** Selected excerpt follows **
Cholesterol drug Vytorin may actually work, new data shows
Dismissed by some cardiologists as an expensive placebo several years ago, the cholesterol-lowering pill Vytorin may be poised for a comeback.
Researchers at the American Heart Association meeting on Monday in Chicago presented data from an randomized, double-blind study of 18,144 high-risk patients that found that patients taking Vytorin -- a combination of the cholesterol-lowering statin Zocor plus Zetia, a non-statin -- experienced fewer heart attacks, strokes and repeat hospitalizations than those taking just statins.
The results, which have not yet been peer-reviewed, could dramatically alter the landscape for the multi-billion-dollar cholesterol drug industry. The American Heart Association and the American College of Cardiologists currently only recommend statins.
Statins, which lower the amount of LDL or bad cholesterol in the blood, are considered a kind of miracle drug in modern medicine. Among the most widely prescribed in the world, they are often able to lower a person's cholesterol to very low levels with few noticeable side effects. But they don't work for everyone and some can't tolerate a full dose -- they can cause muscle pain, digestive issues and liver damage -- and until now there haven't been any good alternatives.
Statins work by reducing the cholesterol made in the liver while Zetia or ezetimibe work by blocking absorption of the cholesterol.
The difference between the statin and combination therapy was modest, but significant. The study, which was funded by Merck and conducted at multiple centers around the world, followed patients for an average of six years after a hospitalization and found a 6.4 percent reduction in relative risk of a repeat incident between taking just statins and taking both drugs and that the side effects reported were lower than those for statins.
Vytorin has been among the most controversial drugs in the cardiovascular world. After the drug's developers -- Merck and Schering-Plough -- were accused of suppressing negative data in 2007-2008, prescriptions fell and the companies' stock prices plunged. Merck, which admitted no wrongdoing, paid $688 million to settle lawsuits from shareholders regarding the controversy.
Some researchers who were not involved in the study said back then that they wondered whether Vytorin and Zetia lowered cholesterol but did not reduce heart attacks or strokes. The results released Monday appeared to indicate that bringing a patient's cholesterol lower does appear to reduce heart incidents.
Merck says it plans to submit the data to the Food and Drug Administration in mid-2015 to get approval to market the drug for reducing major cardiovascular events.
** End of Selected excerpt **
### What to do
• a. In the Vytorin article, rewrite the part that opens with the words containing "The difference between" and closes with "those for statins.", changing "modest" to "small".
• b. How many patients took part in the study described in the Vytorin article?
** Data listing follows **
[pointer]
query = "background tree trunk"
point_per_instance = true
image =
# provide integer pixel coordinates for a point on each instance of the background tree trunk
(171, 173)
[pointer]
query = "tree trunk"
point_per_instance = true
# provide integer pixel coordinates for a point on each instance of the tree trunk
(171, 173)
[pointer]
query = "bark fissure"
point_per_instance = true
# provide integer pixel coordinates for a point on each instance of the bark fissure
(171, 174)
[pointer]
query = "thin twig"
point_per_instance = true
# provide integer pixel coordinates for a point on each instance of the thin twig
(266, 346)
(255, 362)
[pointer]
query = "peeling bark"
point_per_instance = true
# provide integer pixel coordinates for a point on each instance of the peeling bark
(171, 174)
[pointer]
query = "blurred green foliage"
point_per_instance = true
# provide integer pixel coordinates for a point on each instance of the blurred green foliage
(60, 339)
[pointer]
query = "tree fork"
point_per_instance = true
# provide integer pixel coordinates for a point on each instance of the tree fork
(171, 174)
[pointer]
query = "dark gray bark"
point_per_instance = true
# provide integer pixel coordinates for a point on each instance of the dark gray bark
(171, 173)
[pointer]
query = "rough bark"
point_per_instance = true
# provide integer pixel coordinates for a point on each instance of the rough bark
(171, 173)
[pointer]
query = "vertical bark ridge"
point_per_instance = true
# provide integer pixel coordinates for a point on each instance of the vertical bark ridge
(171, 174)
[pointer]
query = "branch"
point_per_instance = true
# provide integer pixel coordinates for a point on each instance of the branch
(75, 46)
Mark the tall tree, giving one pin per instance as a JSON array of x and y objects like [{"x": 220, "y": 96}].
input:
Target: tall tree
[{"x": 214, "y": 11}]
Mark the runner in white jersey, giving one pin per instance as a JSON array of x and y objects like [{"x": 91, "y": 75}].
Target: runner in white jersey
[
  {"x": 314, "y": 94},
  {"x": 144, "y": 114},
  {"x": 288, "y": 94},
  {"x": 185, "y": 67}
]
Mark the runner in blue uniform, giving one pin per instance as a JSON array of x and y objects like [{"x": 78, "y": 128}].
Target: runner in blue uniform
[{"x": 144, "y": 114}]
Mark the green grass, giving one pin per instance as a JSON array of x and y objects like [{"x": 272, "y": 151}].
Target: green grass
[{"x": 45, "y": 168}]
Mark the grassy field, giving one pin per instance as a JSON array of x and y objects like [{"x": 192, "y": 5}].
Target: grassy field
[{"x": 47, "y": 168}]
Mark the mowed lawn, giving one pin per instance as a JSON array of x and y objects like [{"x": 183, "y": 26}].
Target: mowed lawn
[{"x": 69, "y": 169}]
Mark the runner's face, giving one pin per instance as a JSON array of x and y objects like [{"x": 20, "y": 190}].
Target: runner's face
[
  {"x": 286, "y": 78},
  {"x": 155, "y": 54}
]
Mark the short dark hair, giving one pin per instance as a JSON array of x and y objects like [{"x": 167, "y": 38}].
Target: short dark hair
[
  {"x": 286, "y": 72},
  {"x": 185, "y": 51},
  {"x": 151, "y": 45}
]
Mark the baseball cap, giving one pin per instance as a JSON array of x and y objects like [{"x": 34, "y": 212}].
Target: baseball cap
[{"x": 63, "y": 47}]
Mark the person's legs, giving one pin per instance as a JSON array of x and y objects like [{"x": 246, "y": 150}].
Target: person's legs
** End of Data listing **
### Solution list
• a.
The difference between the statin and combination therapy was small, but significant. The study, which was funded by Merck and conducted at multiple centers around the world, followed patients for an average of six years after a hospitalization and found a 6.4 percent reduction in relative risk of a repeat incident between taking just statins and taking both drugs and that the side effects reported were lower than those for statins.

• b. 18,144 high-risk patients